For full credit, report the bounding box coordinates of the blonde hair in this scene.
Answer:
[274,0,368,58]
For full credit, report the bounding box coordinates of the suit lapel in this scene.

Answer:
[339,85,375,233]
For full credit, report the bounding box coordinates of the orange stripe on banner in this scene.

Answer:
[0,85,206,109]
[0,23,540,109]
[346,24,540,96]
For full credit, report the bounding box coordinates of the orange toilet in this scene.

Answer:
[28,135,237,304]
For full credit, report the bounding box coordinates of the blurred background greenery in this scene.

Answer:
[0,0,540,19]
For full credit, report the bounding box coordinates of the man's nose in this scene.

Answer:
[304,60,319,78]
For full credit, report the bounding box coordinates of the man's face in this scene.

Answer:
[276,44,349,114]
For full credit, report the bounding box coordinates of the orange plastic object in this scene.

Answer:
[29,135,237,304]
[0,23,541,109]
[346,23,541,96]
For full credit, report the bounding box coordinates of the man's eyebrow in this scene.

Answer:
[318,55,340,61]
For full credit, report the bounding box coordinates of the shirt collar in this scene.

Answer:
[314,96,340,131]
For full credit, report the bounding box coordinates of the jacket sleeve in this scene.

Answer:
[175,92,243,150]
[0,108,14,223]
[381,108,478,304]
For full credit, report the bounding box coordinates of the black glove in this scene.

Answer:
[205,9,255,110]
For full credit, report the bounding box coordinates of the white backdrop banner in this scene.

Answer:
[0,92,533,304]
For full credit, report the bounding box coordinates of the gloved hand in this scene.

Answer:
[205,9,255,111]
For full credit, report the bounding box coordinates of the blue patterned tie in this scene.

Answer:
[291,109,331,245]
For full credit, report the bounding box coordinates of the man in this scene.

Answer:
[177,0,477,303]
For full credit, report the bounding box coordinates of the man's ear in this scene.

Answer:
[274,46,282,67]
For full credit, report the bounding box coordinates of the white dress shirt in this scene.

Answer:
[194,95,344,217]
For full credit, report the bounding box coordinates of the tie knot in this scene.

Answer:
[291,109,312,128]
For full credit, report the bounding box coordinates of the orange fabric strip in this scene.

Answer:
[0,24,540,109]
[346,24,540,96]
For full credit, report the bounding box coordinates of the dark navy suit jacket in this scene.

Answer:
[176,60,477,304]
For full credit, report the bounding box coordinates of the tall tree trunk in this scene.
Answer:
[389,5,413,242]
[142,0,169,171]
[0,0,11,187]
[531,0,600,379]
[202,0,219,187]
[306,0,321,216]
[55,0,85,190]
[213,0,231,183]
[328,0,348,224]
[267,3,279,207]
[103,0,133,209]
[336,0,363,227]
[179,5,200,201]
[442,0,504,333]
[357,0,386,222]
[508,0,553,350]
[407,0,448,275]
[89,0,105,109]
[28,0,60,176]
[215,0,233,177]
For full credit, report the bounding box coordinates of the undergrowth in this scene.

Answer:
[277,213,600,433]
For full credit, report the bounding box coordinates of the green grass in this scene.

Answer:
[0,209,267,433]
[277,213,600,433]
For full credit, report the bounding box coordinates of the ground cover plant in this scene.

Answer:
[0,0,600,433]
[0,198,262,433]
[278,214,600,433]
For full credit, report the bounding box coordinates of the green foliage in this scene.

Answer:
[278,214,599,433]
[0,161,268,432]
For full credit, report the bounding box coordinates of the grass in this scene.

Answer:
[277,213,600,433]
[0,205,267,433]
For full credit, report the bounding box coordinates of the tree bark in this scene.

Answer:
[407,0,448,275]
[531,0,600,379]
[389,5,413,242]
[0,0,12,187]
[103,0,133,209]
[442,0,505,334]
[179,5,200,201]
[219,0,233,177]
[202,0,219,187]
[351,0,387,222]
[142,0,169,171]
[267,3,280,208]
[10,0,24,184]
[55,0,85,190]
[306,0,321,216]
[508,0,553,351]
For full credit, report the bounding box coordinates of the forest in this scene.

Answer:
——————————
● **Set task**
Starting at the line containing "hand in this scene." and ending at the line containing "[274,46,282,67]", reproduce only those lines of the records with "blue patterned tie" switched to "striped tie" and everything else left as is.

● **Reply to the exercise**
For full credit, report the bounding box coordinates of the gloved hand in this scene.

Answer:
[205,9,255,111]
For full credit, report the bounding box coordinates of the striped tie in this scene.

Answer:
[291,109,331,245]
For full credit, report the bounding box coordinates of the man in this scene.

Answer:
[177,0,477,303]
For full credit, report the bounding box coordinates of the man's ear in this scene.

Answer:
[274,46,282,67]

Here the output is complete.